▸ To be done
Reproduce each of the records below word for word, omitting the pictures.
── Data records
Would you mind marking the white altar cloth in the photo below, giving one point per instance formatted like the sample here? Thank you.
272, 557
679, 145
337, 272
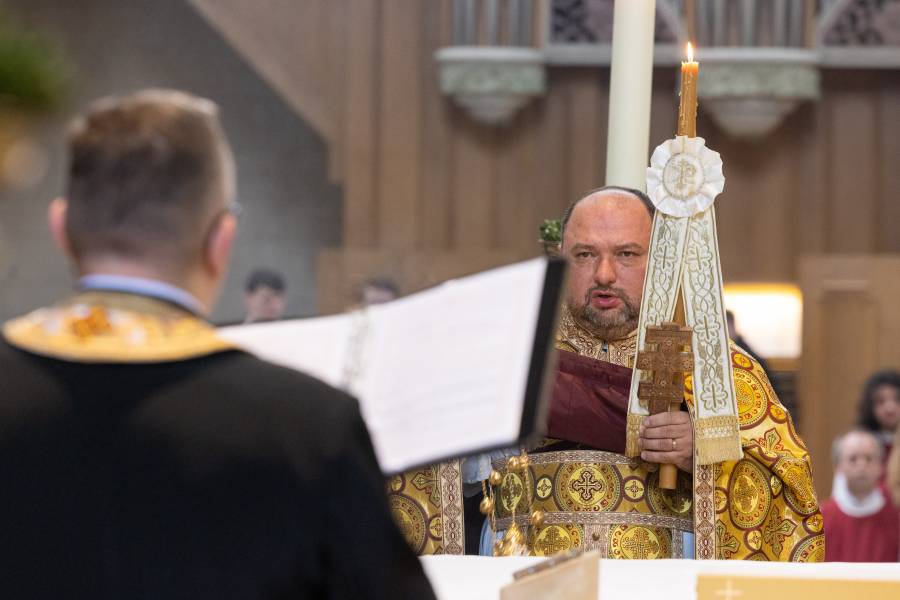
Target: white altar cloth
481, 577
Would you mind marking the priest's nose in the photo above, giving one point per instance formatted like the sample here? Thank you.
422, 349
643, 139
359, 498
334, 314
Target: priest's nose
605, 271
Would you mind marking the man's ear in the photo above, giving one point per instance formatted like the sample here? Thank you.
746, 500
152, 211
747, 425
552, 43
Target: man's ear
56, 222
221, 241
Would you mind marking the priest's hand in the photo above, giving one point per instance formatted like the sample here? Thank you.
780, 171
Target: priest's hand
668, 438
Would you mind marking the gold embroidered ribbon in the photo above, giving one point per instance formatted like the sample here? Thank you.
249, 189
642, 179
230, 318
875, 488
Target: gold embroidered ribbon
683, 180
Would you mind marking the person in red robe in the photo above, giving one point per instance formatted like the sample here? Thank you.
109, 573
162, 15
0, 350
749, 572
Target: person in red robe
861, 523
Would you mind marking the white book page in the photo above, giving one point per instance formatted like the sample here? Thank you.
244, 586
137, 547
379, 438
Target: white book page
440, 373
446, 370
318, 347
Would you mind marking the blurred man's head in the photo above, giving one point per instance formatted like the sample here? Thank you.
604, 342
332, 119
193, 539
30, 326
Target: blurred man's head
606, 238
378, 291
880, 402
859, 457
264, 296
149, 191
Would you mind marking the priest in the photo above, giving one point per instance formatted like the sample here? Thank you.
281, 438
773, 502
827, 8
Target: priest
579, 490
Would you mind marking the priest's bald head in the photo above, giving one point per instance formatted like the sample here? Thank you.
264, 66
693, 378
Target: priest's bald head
859, 457
606, 239
148, 192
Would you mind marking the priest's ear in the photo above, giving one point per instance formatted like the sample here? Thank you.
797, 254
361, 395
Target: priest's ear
56, 221
217, 253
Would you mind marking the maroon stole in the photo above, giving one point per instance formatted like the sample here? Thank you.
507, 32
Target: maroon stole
589, 403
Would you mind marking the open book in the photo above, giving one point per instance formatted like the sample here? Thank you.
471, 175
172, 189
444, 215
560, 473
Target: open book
460, 368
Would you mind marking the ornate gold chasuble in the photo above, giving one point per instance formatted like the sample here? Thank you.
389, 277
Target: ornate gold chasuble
113, 327
762, 507
427, 505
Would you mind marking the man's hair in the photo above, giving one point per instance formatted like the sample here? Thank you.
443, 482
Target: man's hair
264, 278
867, 418
837, 446
146, 173
636, 193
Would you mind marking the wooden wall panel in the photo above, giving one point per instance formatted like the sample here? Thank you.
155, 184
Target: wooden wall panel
850, 329
888, 149
517, 196
809, 187
474, 190
400, 101
853, 193
436, 192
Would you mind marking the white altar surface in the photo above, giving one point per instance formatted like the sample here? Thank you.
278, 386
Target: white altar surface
480, 577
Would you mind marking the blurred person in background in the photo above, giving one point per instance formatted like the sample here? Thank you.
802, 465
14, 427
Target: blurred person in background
879, 407
378, 290
264, 293
893, 471
861, 523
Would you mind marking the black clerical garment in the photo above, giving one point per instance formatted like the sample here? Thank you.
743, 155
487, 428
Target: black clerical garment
141, 457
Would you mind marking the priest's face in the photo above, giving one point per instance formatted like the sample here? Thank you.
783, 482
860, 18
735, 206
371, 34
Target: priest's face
606, 242
860, 462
────
▸ Full output
Would you mind marking the white altar cloth in the photo below, giving one point per instance formatted like the sample here? Thank you.
272, 557
679, 145
337, 272
Target: white altar cloth
481, 577
Would you mind marking the priest's nose in the photo above, giving one point per instance formatted like the sample here? Thank you.
422, 349
643, 139
359, 498
334, 314
Target: priest's nose
605, 271
Would you mind marking the man's ear in the photo above, giving one point per instance formatted like the sample here? Thank you.
746, 500
152, 211
747, 425
552, 43
Target: man's ear
56, 222
221, 241
Would you mind marking the priest's hand in the photo above, giving one point per instance formatted like the sample here? Thank you.
780, 171
Target: priest's hand
668, 438
Would you mind marking the gold embroidered ribbon in the photo above, giving one point per instance formatted like the sample here? Thank you.
249, 189
642, 179
230, 318
875, 488
Target: gold embroidered ribbon
683, 180
Would you mind marking the person in red robe in the photo above, giving one point per instance formatted like the sample here? Thank you.
109, 573
162, 15
0, 350
749, 572
Target: person in red robe
861, 523
Would you mind marking the white book page in the photo above, giving one point per instance formatted like the sample here? Thank you.
244, 586
137, 547
379, 438
Target: white book page
440, 373
446, 370
318, 347
Would you mind marking the blurred man's head in the photo above, giving one point per instance formatted like the sample here? Thank you.
604, 342
332, 119
193, 539
30, 326
Target: blurred man's head
606, 238
378, 291
880, 402
859, 457
264, 296
149, 191
Would you mind marking the priest in the photo above, giving one point per instance formatted like the sample here? Thank you.
281, 438
773, 502
827, 8
Target: priest
579, 490
Would you mind marking the priest's bald head in the photo above, giving one point per instance formatted like the sample here? Thank you.
264, 66
693, 378
Target: priest's bald head
859, 457
606, 239
148, 192
Would you mind marking the priest's ear in the photo above, giving one point per instance formatted like the sample here? Thank you.
797, 254
361, 395
Target: priest's ear
56, 221
217, 253
Would you mind marking the maroon stole in the photo above, giving one point per instance formatted like the sample here? Thank you.
507, 32
Target: maroon stole
589, 403
Would you mind marking the open book in the photo above, giving one point per instance formatted like the sample here? Thank you.
471, 175
172, 189
444, 215
560, 473
Target: open book
460, 368
Would you mind marking the ornate gold chasuble in the photo above, giving one point per instance formatted like the sample here? Thank you.
389, 277
Target: ornate gold chasuble
113, 327
762, 507
427, 505
Would you mind marking the man's hair in the photo above, giving one point per instance formatted like the sample here? Thank you.
443, 482
Target: man's hair
264, 278
867, 418
837, 446
146, 173
636, 193
Would you mind marking the wooden wall panel in the photo above, giving one point per instance formatted like the sample here? Thank you.
155, 184
Target: wooden wall panel
850, 329
888, 149
517, 196
809, 187
474, 190
400, 101
853, 193
436, 192
Would you mind marking the white altar surface in the photo above, giving one point per instance formatted like the sample here? Thank you.
278, 386
Target: white altar surface
480, 577
Would you mind marking the blurred person in background in the photo above, giving one point per instance formatted like the sample here? Thank you.
802, 465
14, 427
Target: blurred person in background
879, 407
378, 290
264, 293
893, 471
861, 523
Would you mind marking the black clerical garment in the photo above, giving one point per instance formatted like the sample here? Thank you.
743, 155
487, 428
Target: black clerical garment
141, 457
Would you mind marking the priest's face in the photo above, giving one point per instance formatted like the sample here? Thank you.
783, 482
860, 18
735, 206
371, 34
Target: priest's face
606, 242
860, 462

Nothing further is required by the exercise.